= Beginning of Section =

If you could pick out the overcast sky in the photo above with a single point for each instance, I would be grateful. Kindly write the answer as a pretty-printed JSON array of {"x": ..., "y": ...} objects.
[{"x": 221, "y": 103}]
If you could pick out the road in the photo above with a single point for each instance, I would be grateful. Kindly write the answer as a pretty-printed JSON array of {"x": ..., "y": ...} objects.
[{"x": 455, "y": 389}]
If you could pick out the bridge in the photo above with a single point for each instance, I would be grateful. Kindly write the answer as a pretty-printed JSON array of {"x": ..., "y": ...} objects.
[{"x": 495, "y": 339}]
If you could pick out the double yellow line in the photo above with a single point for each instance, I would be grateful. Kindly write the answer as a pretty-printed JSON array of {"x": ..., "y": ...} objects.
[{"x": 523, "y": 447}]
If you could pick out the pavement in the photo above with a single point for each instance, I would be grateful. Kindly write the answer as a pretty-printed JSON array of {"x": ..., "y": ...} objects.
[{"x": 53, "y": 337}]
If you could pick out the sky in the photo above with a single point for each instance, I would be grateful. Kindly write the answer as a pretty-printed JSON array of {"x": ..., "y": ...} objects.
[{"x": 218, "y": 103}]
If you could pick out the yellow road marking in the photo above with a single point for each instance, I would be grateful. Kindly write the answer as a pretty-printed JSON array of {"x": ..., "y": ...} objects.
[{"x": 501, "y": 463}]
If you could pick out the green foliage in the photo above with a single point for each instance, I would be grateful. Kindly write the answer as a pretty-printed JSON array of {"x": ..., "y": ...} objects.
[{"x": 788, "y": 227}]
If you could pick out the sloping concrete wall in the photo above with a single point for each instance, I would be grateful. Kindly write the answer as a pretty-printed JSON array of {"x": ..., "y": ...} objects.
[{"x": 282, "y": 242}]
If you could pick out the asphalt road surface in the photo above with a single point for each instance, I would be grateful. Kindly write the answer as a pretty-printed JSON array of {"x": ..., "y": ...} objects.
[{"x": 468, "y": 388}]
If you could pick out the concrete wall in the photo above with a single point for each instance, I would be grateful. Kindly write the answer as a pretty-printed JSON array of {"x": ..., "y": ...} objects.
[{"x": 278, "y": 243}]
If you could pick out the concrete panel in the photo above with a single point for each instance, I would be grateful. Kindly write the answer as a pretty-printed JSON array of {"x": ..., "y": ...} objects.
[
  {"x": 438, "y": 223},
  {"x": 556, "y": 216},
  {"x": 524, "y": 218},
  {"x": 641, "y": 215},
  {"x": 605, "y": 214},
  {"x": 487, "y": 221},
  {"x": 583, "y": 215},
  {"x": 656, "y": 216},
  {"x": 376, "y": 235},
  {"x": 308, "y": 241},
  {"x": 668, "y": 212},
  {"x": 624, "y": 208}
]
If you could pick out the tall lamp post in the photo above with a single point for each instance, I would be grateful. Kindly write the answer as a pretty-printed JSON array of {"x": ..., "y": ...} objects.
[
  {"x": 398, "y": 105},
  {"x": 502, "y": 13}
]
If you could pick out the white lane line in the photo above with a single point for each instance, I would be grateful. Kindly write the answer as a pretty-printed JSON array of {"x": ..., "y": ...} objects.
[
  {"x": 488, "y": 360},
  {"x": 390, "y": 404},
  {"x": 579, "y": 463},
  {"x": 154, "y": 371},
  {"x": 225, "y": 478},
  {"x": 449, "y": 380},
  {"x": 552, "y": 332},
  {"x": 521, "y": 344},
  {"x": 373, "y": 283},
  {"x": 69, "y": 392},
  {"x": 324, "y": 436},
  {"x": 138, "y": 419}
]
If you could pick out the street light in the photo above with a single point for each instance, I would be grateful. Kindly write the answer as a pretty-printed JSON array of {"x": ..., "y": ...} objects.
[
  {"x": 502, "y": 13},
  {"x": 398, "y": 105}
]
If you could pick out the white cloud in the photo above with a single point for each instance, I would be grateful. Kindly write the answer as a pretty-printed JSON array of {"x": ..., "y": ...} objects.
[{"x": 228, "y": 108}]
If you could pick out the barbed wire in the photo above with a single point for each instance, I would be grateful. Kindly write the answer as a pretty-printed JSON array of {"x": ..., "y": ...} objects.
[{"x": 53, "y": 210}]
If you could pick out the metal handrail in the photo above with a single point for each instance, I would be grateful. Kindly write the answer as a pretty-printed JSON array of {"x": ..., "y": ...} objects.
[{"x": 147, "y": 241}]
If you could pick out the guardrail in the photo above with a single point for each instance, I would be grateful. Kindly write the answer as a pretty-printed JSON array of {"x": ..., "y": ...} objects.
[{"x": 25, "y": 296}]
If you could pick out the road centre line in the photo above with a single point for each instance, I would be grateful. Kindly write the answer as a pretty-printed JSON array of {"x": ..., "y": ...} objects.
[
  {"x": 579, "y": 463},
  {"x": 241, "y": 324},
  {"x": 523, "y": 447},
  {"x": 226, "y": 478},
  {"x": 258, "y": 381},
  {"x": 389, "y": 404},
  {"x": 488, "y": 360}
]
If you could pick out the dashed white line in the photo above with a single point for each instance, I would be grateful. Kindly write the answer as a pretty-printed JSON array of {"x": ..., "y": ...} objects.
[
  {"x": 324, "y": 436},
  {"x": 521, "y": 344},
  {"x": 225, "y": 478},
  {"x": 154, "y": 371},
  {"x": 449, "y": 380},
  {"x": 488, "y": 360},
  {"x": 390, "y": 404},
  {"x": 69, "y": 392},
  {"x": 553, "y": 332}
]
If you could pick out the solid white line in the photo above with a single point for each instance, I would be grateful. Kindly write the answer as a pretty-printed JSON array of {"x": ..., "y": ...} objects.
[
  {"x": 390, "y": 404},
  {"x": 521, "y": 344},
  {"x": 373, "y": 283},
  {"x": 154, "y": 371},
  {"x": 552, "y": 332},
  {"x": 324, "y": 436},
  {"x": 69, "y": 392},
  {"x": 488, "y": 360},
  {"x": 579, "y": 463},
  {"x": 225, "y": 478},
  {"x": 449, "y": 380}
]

= End of Section =

EXERCISE DETAILS → Restate every entry exactly. Leave nothing out.

TASK SOLUTION →
If you could pick out the overcast sky in the photo above with a single point for each instance, I would be grateful. Kindly write the answer as a pretty-printed JSON array of {"x": ..., "y": ...} objects.
[{"x": 221, "y": 103}]
If you could pick out the road in the photo above with a single point for each instance, I would be grateful. Kindly write the answer as a pretty-printed JSON array of {"x": ..., "y": ...} objects.
[{"x": 455, "y": 389}]
If you could pick out the bridge in the photo above with a single point for each instance, I would be grateful. Kindly write the answer as a pretty-printed JSON array of {"x": ..., "y": ...} objects.
[{"x": 495, "y": 339}]
If you could pick out the double yellow line in the photo above with a single point for each instance, I would be grateful. Kindly write the answer as a pretty-printed JSON array of {"x": ..., "y": ...} objects.
[{"x": 523, "y": 447}]
If you could pick out the pavement in the photo above with a single point for each instance, I would be grateful. Kindly write the answer as a pretty-printed JSON array of {"x": ..., "y": ...} objects.
[{"x": 53, "y": 337}]
If you could pick out the sky in the photo above with a single point for each instance, I would be grateful. Kindly write the answer as a pretty-printed JSON array of {"x": ..., "y": ...} objects.
[{"x": 218, "y": 103}]
If you could pick out the yellow road marking in the photo above with a single point for each instance, I would be grateful. Kindly write the answer as a pretty-printed JSON array of {"x": ..., "y": ...} objects.
[{"x": 501, "y": 463}]
If you could pick out the green foliage in the photo above with a single point for each instance, I would be grateful. Kindly write the answer as a pretty-printed JSON array of {"x": ..., "y": ...} objects.
[{"x": 788, "y": 227}]
If you could pick out the sloping concrete wall in the photo above with a single point for each instance, I would be grateful. Kindly write the answer as a pretty-printed JSON array of {"x": ..., "y": ...} objects.
[{"x": 282, "y": 242}]
If you could pick out the asphalt road surface in the photo above with a single point for each instance, I would be grateful. Kindly write the answer as a pretty-printed JSON array of {"x": ..., "y": ...} objects.
[{"x": 468, "y": 388}]
If you could pick out the concrete wall in the photo above with a single point for each instance, I would be grateful. Kindly write the answer as a pretty-printed JSON array of {"x": ..., "y": ...} objects.
[{"x": 278, "y": 243}]
If you could pick out the concrete panel in the photo above with a single point for each instance, I would be grateful. Kindly write the answer as a pretty-printed JSON array of {"x": ..., "y": ...} objects.
[
  {"x": 438, "y": 223},
  {"x": 556, "y": 216},
  {"x": 524, "y": 218},
  {"x": 641, "y": 215},
  {"x": 605, "y": 214},
  {"x": 487, "y": 221},
  {"x": 583, "y": 215},
  {"x": 656, "y": 216},
  {"x": 376, "y": 235},
  {"x": 308, "y": 241},
  {"x": 668, "y": 212},
  {"x": 624, "y": 208}
]
If you could pick out the tall lamp post in the photo above with a single point for each instance, I would be grateful. Kindly write the answer as a pretty-printed JSON array of {"x": ..., "y": ...} objects.
[
  {"x": 398, "y": 105},
  {"x": 502, "y": 13}
]
If you could pick out the white lane line in the photo above with a single point for each instance, I would be grateful. Kindly write the answer as a pretty-printed JSON array of {"x": ..., "y": ...} objects.
[
  {"x": 488, "y": 360},
  {"x": 390, "y": 404},
  {"x": 579, "y": 463},
  {"x": 154, "y": 371},
  {"x": 225, "y": 478},
  {"x": 449, "y": 380},
  {"x": 552, "y": 332},
  {"x": 521, "y": 344},
  {"x": 373, "y": 283},
  {"x": 69, "y": 392},
  {"x": 324, "y": 436},
  {"x": 138, "y": 419}
]
If you could pick out the street light in the photo above with a single point for each instance, I would be grateful. Kindly write the answer as a pretty-printed JSON array of {"x": ..., "y": ...} objects.
[
  {"x": 502, "y": 13},
  {"x": 398, "y": 105}
]
If you could pick out the white cloud in the photo above with a single point for each instance, I would be grateful. Kindly write the answer as a pretty-printed JSON array of {"x": ..., "y": ...} objects.
[{"x": 228, "y": 108}]
If you could pick out the barbed wire in the photo above with a single point for each instance, I would be grateful. Kindly write the answer as a pretty-printed JSON array of {"x": ..., "y": ...} objects.
[{"x": 53, "y": 210}]
If you could pick out the metal handrail in the photo above with a single point for each instance, I would be grateful. Kindly write the answer as a pretty-printed JSON array of {"x": ..., "y": ...} objects.
[{"x": 147, "y": 241}]
If you could pick out the guardrail in the photo above with a single point for each instance, I would be grateful. Kindly write the answer as a pretty-printed JSON array of {"x": ..., "y": ...} objects.
[{"x": 25, "y": 296}]
If you could pick out the road centre line in the photo above with a single point for each instance, I would be grateful. Kindly write the answer as a pretty-printed JSON array of {"x": ..., "y": ...} objects.
[
  {"x": 579, "y": 463},
  {"x": 241, "y": 324},
  {"x": 523, "y": 447},
  {"x": 226, "y": 478},
  {"x": 258, "y": 381},
  {"x": 389, "y": 404},
  {"x": 488, "y": 360}
]
If you could pick out the dashed white line in the photo above with a single point for each instance, I would be grateful. Kindly write the answer as a pretty-printed JSON array of {"x": ..., "y": ...} objects.
[
  {"x": 324, "y": 436},
  {"x": 521, "y": 344},
  {"x": 225, "y": 478},
  {"x": 154, "y": 371},
  {"x": 449, "y": 380},
  {"x": 488, "y": 360},
  {"x": 390, "y": 404},
  {"x": 69, "y": 392},
  {"x": 553, "y": 332}
]
If you could pick out the solid white line in the photo above with a single point for each instance, I would be grateful. Kindly write the answer as a pretty-printed JSON array of {"x": ..., "y": ...} objects.
[
  {"x": 390, "y": 404},
  {"x": 521, "y": 344},
  {"x": 373, "y": 283},
  {"x": 154, "y": 371},
  {"x": 552, "y": 332},
  {"x": 324, "y": 436},
  {"x": 69, "y": 392},
  {"x": 488, "y": 360},
  {"x": 579, "y": 463},
  {"x": 225, "y": 478},
  {"x": 449, "y": 380}
]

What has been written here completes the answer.